- Task objective -
Each line of the records below needs repeating exactly. Skip the pictures.

- Data records -
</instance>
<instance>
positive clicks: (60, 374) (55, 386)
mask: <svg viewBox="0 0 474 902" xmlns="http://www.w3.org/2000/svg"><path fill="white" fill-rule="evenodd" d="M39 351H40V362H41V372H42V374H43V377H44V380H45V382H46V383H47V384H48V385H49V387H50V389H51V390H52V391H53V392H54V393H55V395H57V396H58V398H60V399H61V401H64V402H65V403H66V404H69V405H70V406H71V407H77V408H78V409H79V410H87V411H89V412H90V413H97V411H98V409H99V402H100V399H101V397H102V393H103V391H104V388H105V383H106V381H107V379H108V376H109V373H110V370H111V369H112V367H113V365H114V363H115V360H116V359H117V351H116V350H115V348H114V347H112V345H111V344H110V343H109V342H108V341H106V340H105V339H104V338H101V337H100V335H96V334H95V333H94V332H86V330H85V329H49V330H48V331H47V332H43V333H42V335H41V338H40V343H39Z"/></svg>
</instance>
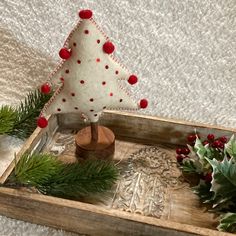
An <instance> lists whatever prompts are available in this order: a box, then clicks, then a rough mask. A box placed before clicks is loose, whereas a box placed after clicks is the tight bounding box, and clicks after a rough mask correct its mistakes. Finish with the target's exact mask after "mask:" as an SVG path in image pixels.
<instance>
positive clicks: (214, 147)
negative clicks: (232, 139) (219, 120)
mask: <svg viewBox="0 0 236 236" xmlns="http://www.w3.org/2000/svg"><path fill="white" fill-rule="evenodd" d="M220 145H221V142H220V141H219V140H215V141H214V142H213V143H212V147H213V148H218V147H220Z"/></svg>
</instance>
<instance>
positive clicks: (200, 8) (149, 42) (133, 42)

- Output for this task -
</instance>
<instance>
positive clicks: (60, 374) (55, 386)
mask: <svg viewBox="0 0 474 902" xmlns="http://www.w3.org/2000/svg"><path fill="white" fill-rule="evenodd" d="M39 351H40V362H41V372H42V374H43V377H44V380H45V382H46V383H47V384H48V385H49V387H50V389H51V390H52V391H53V392H54V393H55V395H57V396H58V398H60V399H61V401H64V402H65V403H66V404H69V405H70V406H71V407H77V408H78V409H79V410H87V411H89V412H90V413H97V411H98V409H99V402H100V399H101V397H102V393H103V391H104V388H105V383H106V381H107V379H108V376H109V373H110V370H111V369H112V367H113V365H114V363H115V360H116V359H117V351H116V350H115V348H114V347H112V345H111V344H110V343H109V342H108V341H106V340H105V339H104V338H101V337H100V335H96V334H95V333H94V332H86V330H85V329H49V330H48V331H47V332H43V333H42V335H41V338H40V343H39Z"/></svg>
</instance>
An <instance> lists whatever prompts are available in this order: a box, then clicks, then a rough mask. A box placed before clicks is loose, whereas a box placed after clicks is the tight bounding box, and clicks after a rough mask correct its mistakes. Finish with the target's exact mask after "mask:" as an SVG path in image pixels.
<instance>
positive clicks: (214, 147)
negative clicks: (232, 139) (219, 120)
mask: <svg viewBox="0 0 236 236" xmlns="http://www.w3.org/2000/svg"><path fill="white" fill-rule="evenodd" d="M220 145H221V142H220V141H219V140H215V141H214V142H213V143H212V147H213V148H218V147H220Z"/></svg>
</instance>
<instance>
positive clicks: (200, 8) (149, 42) (133, 42)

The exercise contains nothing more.